▶ [YOUR GOAL]
Reproduce word for word the stretch of the listing below, from the line containing "segment terracotta roof tile" through the end of the listing.

[Collected data entries]
============

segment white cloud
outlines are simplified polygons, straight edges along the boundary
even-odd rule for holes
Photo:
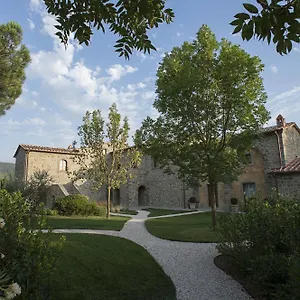
[[[275,73],[275,74],[278,73],[278,68],[275,65],[271,65],[270,69],[273,73]]]
[[[22,125],[45,126],[46,122],[40,118],[30,118],[21,122]]]
[[[32,11],[38,11],[43,7],[41,0],[30,0],[29,7]]]
[[[269,125],[274,124],[274,120],[279,114],[283,115],[287,122],[300,122],[300,106],[298,105],[299,98],[300,86],[295,86],[294,88],[277,94],[268,100],[266,106],[272,115]]]
[[[110,75],[110,81],[120,80],[122,76],[134,73],[138,71],[138,68],[134,68],[129,65],[122,66],[120,64],[115,64],[110,68],[106,69],[106,72]]]
[[[34,22],[29,18],[27,18],[27,22],[28,22],[29,29],[33,30],[35,28]]]
[[[151,102],[154,100],[152,88],[154,89],[155,78],[149,77],[151,75],[149,73],[144,80],[141,78],[131,82],[127,80],[121,85],[119,83],[121,79],[138,72],[135,66],[128,64],[113,64],[108,67],[88,66],[85,61],[76,58],[75,53],[80,47],[73,37],[71,36],[65,49],[55,35],[55,19],[39,5],[36,4],[36,7],[42,21],[41,32],[52,39],[53,47],[32,51],[32,62],[27,69],[27,78],[29,82],[33,79],[38,80],[40,89],[38,92],[27,90],[17,102],[24,108],[34,108],[31,111],[40,115],[26,119],[27,127],[24,124],[20,125],[20,122],[14,123],[16,121],[13,120],[9,126],[11,128],[24,126],[28,142],[37,140],[38,142],[34,143],[41,145],[68,145],[76,138],[73,127],[81,123],[82,115],[87,110],[101,109],[103,116],[107,118],[108,108],[115,102],[121,115],[129,117],[131,133],[134,133],[141,121],[147,115],[153,114]],[[157,48],[157,52],[146,57],[159,58],[162,51],[162,48]],[[47,101],[47,104],[44,101]],[[56,105],[59,107],[59,113]],[[41,114],[43,117],[38,120]],[[34,127],[39,130],[35,130]]]

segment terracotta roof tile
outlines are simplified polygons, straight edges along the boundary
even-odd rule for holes
[[[300,157],[295,158],[283,168],[273,169],[273,173],[300,173]]]
[[[275,130],[280,130],[280,129],[283,129],[283,128],[286,128],[286,127],[290,127],[290,126],[294,126],[296,125],[295,122],[290,122],[290,123],[286,123],[285,126],[268,126],[268,127],[264,127],[261,129],[262,132],[272,132],[272,131],[275,131]],[[297,126],[297,125],[296,125]]]
[[[25,151],[34,151],[34,152],[48,152],[48,153],[62,153],[62,154],[78,153],[78,149],[74,150],[74,149],[67,149],[67,148],[42,147],[42,146],[36,146],[36,145],[20,144],[14,157],[17,155],[19,148],[22,148]]]

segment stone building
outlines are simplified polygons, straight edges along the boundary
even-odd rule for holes
[[[245,196],[257,192],[267,197],[272,188],[282,195],[300,198],[300,129],[294,122],[286,123],[281,115],[276,122],[276,126],[266,127],[259,134],[253,149],[247,153],[248,165],[238,181],[218,184],[219,209],[228,210],[232,197],[243,201]],[[63,149],[19,145],[14,155],[16,176],[26,182],[34,171],[47,170],[54,179],[51,199],[81,193],[95,201],[105,202],[105,188],[93,191],[89,182],[71,182],[68,171],[78,169],[72,159],[76,154],[78,150],[71,146]],[[114,204],[188,208],[188,199],[194,196],[199,201],[199,208],[210,206],[206,183],[189,189],[175,174],[164,173],[150,156],[145,155],[141,165],[132,172],[133,179],[113,191]]]

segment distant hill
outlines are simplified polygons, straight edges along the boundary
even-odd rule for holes
[[[15,172],[15,164],[13,163],[1,163],[0,162],[0,177]]]

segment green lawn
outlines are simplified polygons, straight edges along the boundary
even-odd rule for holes
[[[125,215],[137,215],[138,212],[136,210],[121,210],[120,214],[125,214]]]
[[[53,299],[176,299],[171,279],[141,246],[110,236],[66,237],[59,268],[51,280]]]
[[[218,213],[220,214],[220,213]],[[199,213],[171,218],[150,219],[147,230],[162,239],[183,242],[218,242],[217,233],[211,230],[211,213]]]
[[[189,210],[170,210],[170,209],[160,209],[160,208],[145,208],[143,210],[150,211],[148,217],[159,217],[165,215],[173,215],[173,214],[190,212]]]
[[[104,217],[47,217],[47,227],[54,229],[101,229],[121,230],[130,218],[111,216],[110,220]]]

============

▶ [RESPONSE TO THIS TASK]
segment terracotta roof tile
outlines are simplified polygons, straight edges along the boundary
even-odd rule for holes
[[[300,157],[295,158],[283,168],[273,169],[273,173],[300,173]]]
[[[275,130],[280,130],[280,129],[283,129],[283,128],[286,128],[286,127],[290,127],[290,126],[294,126],[296,125],[295,122],[290,122],[290,123],[286,123],[285,126],[268,126],[268,127],[264,127],[261,129],[262,132],[272,132],[272,131],[275,131]],[[297,126],[297,125],[296,125]]]
[[[25,151],[34,151],[34,152],[48,152],[48,153],[62,153],[62,154],[78,153],[78,149],[74,150],[74,149],[67,149],[67,148],[42,147],[42,146],[36,146],[36,145],[20,144],[14,157],[17,155],[19,148],[22,148]]]

segment stone building
outlines are simplified polygons, straight edges along the boundary
even-odd rule for holes
[[[245,196],[257,192],[267,197],[272,188],[282,195],[300,198],[300,129],[294,122],[286,123],[281,115],[276,122],[276,126],[266,127],[259,134],[253,149],[247,153],[248,165],[238,181],[218,184],[219,209],[228,210],[232,197],[243,201]],[[63,149],[19,145],[14,155],[16,176],[26,182],[34,171],[47,170],[54,179],[51,199],[81,193],[95,201],[105,202],[105,188],[93,191],[89,182],[71,182],[68,171],[78,169],[72,159],[76,154],[78,150],[71,146]],[[114,204],[188,208],[188,199],[194,196],[199,201],[199,208],[210,206],[206,183],[189,189],[175,174],[164,173],[150,156],[145,155],[141,165],[132,172],[133,179],[113,191]]]

segment distant hill
outlines are simplified polygons, straight edges along the boundary
even-odd rule for holes
[[[15,172],[15,164],[13,163],[1,163],[0,162],[0,177]]]

segment green lawn
outlines are simplified polygons, straight edges along the boundary
even-odd rule for holes
[[[125,215],[137,215],[138,212],[136,210],[121,210],[120,214],[125,214]]]
[[[53,299],[176,299],[171,279],[141,246],[110,236],[66,237],[59,268],[51,280]]]
[[[218,213],[220,214],[220,213]],[[199,213],[171,218],[150,219],[147,230],[162,239],[183,242],[218,242],[217,233],[211,230],[211,213]]]
[[[189,210],[170,210],[170,209],[160,209],[160,208],[145,208],[143,210],[150,211],[148,217],[159,217],[165,215],[173,215],[173,214],[190,212]]]
[[[104,217],[47,217],[47,227],[54,229],[101,229],[121,230],[130,218],[111,216],[110,220]]]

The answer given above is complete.